WORK REQUIRED => Write out exactly the lines from the one containing "TARGET = black shorts" through the last line of the records below, including both.

(Image point annotation entries)
:::::
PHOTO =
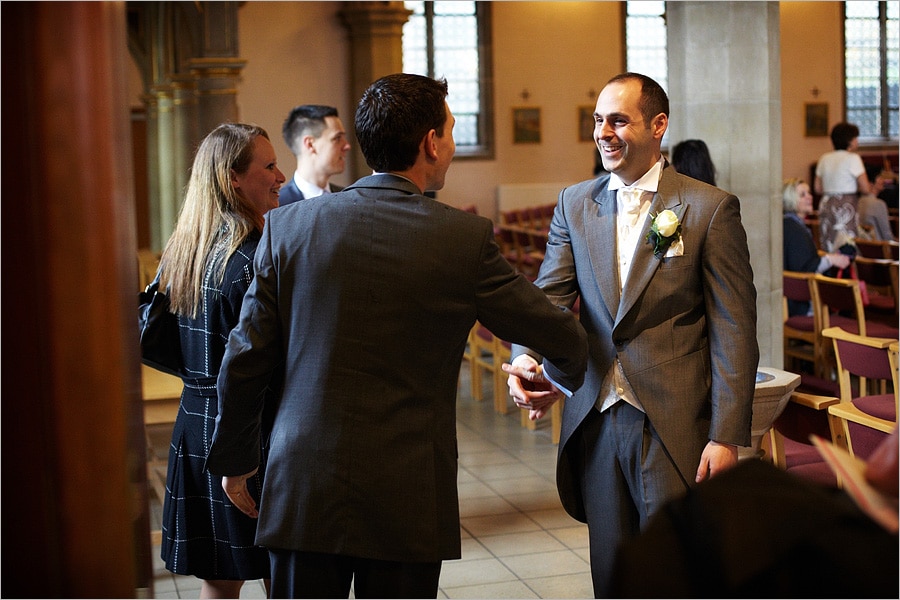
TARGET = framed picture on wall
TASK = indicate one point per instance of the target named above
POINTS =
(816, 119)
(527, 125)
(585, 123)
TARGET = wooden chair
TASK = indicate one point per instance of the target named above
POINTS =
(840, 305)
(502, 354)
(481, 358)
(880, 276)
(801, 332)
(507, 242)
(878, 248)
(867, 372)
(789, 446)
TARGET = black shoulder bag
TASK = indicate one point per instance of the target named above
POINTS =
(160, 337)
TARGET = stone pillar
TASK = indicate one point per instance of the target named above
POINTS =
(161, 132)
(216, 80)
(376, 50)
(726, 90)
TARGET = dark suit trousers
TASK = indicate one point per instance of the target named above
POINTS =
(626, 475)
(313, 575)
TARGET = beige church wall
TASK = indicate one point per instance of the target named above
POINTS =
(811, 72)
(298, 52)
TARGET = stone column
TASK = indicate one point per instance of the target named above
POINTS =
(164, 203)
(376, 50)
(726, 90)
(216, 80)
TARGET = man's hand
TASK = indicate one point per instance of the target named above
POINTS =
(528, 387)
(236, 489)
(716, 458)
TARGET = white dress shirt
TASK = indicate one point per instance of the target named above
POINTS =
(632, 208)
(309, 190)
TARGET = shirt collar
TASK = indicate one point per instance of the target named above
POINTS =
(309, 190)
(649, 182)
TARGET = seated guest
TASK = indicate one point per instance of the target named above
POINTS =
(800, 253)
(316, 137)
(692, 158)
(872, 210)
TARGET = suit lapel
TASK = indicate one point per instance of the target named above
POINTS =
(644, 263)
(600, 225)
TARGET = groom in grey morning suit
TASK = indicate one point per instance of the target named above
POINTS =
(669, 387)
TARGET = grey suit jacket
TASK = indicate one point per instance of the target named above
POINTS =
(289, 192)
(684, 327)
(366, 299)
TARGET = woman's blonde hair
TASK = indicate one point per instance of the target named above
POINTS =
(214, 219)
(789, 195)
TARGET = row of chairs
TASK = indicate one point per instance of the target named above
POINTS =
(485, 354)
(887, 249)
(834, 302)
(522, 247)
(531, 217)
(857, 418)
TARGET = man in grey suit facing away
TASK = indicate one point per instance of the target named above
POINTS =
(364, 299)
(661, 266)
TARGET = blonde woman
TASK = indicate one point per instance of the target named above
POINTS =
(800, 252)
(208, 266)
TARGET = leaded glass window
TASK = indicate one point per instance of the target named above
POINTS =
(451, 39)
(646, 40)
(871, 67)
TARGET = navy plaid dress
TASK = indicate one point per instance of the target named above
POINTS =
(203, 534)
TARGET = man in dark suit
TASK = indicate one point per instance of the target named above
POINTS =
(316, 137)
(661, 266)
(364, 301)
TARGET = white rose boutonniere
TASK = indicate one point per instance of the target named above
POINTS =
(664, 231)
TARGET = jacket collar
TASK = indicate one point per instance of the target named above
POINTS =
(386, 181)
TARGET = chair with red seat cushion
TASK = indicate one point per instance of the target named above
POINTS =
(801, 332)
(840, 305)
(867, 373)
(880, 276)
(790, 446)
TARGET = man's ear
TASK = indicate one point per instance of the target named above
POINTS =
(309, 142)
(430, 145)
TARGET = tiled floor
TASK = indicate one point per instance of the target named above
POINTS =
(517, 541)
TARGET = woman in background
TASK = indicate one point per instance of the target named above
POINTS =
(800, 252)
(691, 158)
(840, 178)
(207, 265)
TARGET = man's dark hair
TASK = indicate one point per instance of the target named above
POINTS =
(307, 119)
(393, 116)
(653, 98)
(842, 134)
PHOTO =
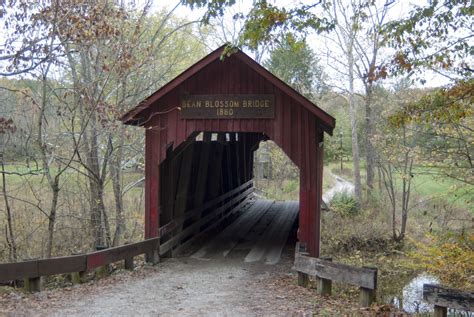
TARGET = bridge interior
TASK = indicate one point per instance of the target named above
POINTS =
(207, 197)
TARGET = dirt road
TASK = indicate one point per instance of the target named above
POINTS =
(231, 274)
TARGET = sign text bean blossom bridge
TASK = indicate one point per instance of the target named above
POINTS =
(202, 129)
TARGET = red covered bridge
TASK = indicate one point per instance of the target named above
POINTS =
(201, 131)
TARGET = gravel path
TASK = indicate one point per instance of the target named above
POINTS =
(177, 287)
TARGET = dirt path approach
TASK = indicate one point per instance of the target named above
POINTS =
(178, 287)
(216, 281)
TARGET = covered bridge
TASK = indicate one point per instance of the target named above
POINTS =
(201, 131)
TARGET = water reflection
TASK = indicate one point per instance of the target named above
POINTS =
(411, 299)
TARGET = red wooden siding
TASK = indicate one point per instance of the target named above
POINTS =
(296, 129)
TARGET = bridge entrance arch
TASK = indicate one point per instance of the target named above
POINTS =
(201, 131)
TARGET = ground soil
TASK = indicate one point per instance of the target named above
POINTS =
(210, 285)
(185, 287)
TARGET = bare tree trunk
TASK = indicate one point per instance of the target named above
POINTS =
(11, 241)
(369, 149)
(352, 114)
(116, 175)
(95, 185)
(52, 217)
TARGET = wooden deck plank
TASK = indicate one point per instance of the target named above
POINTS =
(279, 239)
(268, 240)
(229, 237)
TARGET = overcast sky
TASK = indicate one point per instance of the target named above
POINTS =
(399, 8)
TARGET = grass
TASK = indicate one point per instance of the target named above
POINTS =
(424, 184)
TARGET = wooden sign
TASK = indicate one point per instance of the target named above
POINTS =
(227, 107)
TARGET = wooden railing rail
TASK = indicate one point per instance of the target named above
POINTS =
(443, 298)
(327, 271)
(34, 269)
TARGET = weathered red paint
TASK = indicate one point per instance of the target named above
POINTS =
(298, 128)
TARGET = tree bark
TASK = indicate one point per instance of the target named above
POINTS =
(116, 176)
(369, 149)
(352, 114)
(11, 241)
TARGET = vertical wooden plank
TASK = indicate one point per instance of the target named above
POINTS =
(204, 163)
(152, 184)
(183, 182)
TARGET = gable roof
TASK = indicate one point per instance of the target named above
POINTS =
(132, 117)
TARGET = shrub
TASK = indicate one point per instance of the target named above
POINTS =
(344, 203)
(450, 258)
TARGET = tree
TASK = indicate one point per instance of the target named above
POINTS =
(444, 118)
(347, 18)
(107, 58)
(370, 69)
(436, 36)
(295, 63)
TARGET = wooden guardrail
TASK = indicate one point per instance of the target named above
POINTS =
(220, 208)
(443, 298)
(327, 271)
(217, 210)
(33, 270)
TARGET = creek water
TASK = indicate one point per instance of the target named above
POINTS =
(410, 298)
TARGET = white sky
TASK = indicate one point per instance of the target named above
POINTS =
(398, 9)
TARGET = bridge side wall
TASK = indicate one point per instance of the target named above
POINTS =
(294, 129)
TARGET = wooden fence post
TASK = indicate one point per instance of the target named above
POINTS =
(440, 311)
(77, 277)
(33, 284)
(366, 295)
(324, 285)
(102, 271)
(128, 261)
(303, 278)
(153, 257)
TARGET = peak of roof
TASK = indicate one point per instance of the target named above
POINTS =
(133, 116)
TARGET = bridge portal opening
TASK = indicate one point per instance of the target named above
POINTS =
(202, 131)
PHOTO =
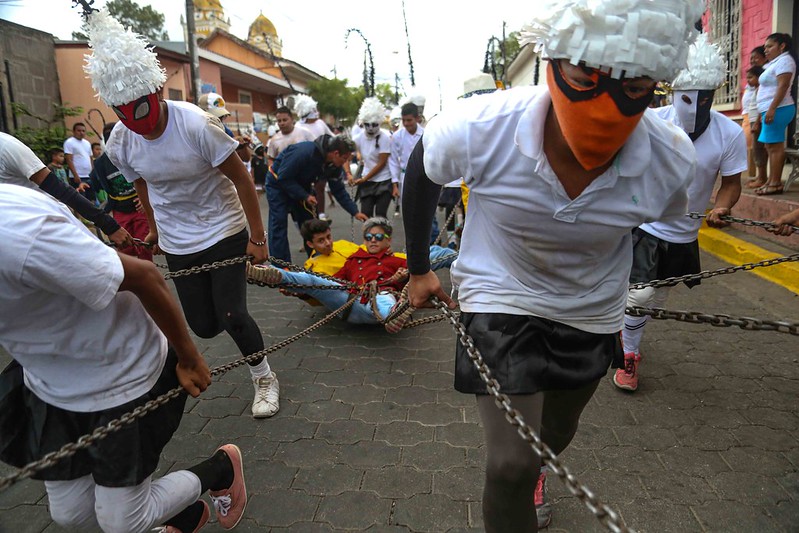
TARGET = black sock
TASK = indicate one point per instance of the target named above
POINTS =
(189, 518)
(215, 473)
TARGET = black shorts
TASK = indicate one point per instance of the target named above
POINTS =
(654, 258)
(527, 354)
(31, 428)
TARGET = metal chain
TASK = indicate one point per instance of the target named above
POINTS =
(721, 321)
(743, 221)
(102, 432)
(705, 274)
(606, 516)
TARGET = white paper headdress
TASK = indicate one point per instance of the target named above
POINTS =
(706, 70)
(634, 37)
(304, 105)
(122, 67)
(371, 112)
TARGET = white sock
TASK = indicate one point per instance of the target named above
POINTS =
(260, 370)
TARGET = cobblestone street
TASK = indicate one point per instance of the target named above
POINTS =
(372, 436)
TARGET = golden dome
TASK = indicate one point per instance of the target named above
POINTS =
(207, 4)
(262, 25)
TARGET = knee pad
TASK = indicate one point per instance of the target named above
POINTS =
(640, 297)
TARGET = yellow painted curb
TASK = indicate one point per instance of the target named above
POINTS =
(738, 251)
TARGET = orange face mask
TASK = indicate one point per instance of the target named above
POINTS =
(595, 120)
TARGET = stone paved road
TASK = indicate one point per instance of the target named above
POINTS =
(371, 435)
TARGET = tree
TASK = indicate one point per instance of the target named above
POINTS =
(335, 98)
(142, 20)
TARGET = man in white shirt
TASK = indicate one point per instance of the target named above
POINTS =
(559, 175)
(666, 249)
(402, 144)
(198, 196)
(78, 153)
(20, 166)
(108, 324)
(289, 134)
:::::
EXERCISE RESULT =>
TARGET = black shorts
TASK = indicate one point per instance of the target named above
POINTS =
(654, 258)
(527, 354)
(31, 428)
TARGET = metal chain
TASK = indicate one point per instance of the target named above
POINTS =
(721, 321)
(743, 221)
(102, 432)
(705, 274)
(606, 516)
TARGET = white paper headdress
TASK = indicate one point per instance of the target named above
POINTS =
(706, 70)
(634, 37)
(304, 105)
(122, 67)
(371, 112)
TARGET = white sock
TASK = indicate one point per instance of the target named above
POINTS =
(260, 370)
TARGET = cobblestone street
TASK = indicate one point per instance of the target named above
POINTS =
(372, 436)
TARGET = golden dome
TASK = indicate one point per instance of the target named above
POINTS =
(207, 4)
(262, 25)
TARGET = knee pad
TASK = indicate one point per instance of the target named above
POINTS =
(640, 297)
TARGET = yellow painted curb
TASK = indicate one point per instance of the target named above
POINTS =
(738, 251)
TARGET = orange face mask
TASK = indicate one point per instance of the target named above
POINTS =
(595, 120)
TARGET = stone paved road
TASK = indicate one point per instance of the target named above
POINTS =
(371, 435)
TARGET = tree
TASK = indicate one point per instance of the target named above
POINTS =
(335, 98)
(142, 20)
TARGET = man in white shirt
TASK = indicate one point per instance of the target named above
POINTS =
(559, 175)
(666, 249)
(402, 144)
(198, 196)
(78, 153)
(20, 166)
(108, 324)
(289, 134)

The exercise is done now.